» **BRIEF**: Each entry below is to be copied out exactly and in full.

» **THE DATA**:
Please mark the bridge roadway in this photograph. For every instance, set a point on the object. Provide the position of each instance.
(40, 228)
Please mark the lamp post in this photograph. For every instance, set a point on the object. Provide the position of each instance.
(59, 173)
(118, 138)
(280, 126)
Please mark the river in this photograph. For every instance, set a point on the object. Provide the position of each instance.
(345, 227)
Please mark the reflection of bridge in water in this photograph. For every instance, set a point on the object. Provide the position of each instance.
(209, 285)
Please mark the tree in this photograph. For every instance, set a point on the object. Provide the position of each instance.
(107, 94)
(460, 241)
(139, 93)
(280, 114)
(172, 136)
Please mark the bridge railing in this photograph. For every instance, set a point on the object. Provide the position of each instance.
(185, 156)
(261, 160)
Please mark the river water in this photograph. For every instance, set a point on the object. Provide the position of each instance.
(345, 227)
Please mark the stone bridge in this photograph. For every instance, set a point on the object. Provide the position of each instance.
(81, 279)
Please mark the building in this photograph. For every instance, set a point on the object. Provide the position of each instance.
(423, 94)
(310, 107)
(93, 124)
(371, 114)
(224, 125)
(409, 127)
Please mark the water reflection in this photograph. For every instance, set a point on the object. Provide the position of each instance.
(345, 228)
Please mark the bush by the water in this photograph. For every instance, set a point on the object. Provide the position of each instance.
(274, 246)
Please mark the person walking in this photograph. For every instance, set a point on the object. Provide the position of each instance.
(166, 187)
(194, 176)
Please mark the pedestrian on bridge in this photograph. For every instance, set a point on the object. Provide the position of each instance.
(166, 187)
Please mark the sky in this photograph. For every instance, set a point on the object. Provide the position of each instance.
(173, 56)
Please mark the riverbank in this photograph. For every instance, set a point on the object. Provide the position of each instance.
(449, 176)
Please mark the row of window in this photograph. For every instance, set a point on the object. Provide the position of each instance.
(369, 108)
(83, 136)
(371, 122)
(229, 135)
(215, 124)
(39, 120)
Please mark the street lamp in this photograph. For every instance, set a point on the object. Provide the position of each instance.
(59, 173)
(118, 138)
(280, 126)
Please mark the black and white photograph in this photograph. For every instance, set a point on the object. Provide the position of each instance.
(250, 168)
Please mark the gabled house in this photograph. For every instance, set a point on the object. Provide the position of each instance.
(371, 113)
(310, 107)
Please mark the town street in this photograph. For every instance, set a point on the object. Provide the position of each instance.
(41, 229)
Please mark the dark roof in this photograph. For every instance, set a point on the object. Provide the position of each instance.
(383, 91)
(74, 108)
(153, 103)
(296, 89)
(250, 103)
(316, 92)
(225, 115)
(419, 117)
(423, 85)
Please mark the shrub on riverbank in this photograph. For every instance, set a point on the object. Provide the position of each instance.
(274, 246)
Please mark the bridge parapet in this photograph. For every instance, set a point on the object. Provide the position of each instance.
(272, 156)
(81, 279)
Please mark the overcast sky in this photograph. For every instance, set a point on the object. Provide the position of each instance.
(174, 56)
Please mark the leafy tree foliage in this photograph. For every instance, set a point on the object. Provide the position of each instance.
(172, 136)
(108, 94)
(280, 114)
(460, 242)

» **ANSWER FOR THE TASK**:
Please mark the bridge roadway in this photograph. For every instance, set a point on the object. Provide the position of each instance.
(40, 228)
Please mark the lamp post in this photograph. For every instance, set a point on the object. Provide the position of each instance.
(59, 173)
(118, 138)
(280, 126)
Please mark the river in this photograph. For every instance, set a point on the object. Provide the position of each instance.
(345, 227)
Please mark the reflection of bridge in water in this photograph. For every instance, set a point on the object. Provide the position of each instance.
(209, 285)
Please mark the tree in this photograph. For every instance, set a point on the object. Provide the position of each instance.
(107, 94)
(460, 241)
(139, 93)
(280, 114)
(172, 136)
Please mark the bridge railing in this photograph. For every instance, set a point on the object. Provide the position of each instance.
(185, 156)
(261, 160)
Please mark the river water in this photograph. For every instance, set a point on the object. Provide the position of each instance.
(345, 227)
Please mark the stone bridge in this photograph. For every instance, set a point on the object. Provide the position of each instance.
(81, 279)
Please mark the building in this photograph. For every instance, set a point on the object. Provide the position of each instance.
(423, 94)
(310, 107)
(93, 124)
(371, 114)
(224, 125)
(409, 127)
Please mark the water reflection in this photograph. For every instance, set a point on the object. Provide the position of each instance.
(345, 228)
Please mark the bush by the water in this photograph. For every instance, set a point on the object. Provide the position of each instance.
(274, 246)
Please mark the person walking in this photograph. For every instance, set a point on the object. Provide the position of each instance.
(166, 187)
(194, 176)
Please mark the pedestrian on bridge in this photograph. For every instance, set a point on the object. Provide the position of each instance.
(166, 187)
Please mark the sky in this photograph. For every instance, set a point on the object. Provide the position of each instance.
(173, 56)
Please mark the riverbank in this photograph. For every instance, set a point on the object. Provide the position of each instance.
(449, 176)
Please mark the row of window in this photograph. For every instance, set a point on the object. Provide the position of each instance.
(369, 108)
(83, 136)
(371, 122)
(229, 135)
(215, 124)
(39, 120)
Please mark the street lamp in this photograph. For every instance, set a point on the object. Provide the position of each instance.
(59, 173)
(118, 138)
(280, 126)
Please mark the black and white photograph in this photograph. For every instance, set a point on the object. Provide the position of each instance.
(250, 168)
Please mark the gabled house in this photograph. For every instance, set a point on the object. Provide the position of each instance.
(371, 113)
(310, 107)
Please mark the town street in this photograph. For every instance, set a point on the object. Provide the position of each instance.
(41, 229)
Please mark the dark roof in this photograph. For every instance, set a point on the object. Provide the position of each instance.
(383, 91)
(74, 108)
(153, 103)
(296, 89)
(250, 103)
(316, 92)
(225, 115)
(419, 117)
(423, 85)
Please mark the shrub on riverbank in this photograph. For every instance, set a point on the object. Provide the position of each instance.
(274, 246)
Please mark the bridge parapet in this photograph. For every instance, set a point on the object. Provide the position of each instance.
(272, 156)
(81, 279)
Please mark the overcast sky in this photograph. For every instance, set a point on the object. Provide the position of each instance.
(174, 56)
Please mark the leafy tree foliage in this photograph. For every instance, set a point on the object. Provide the position of each instance.
(172, 136)
(108, 94)
(280, 114)
(460, 242)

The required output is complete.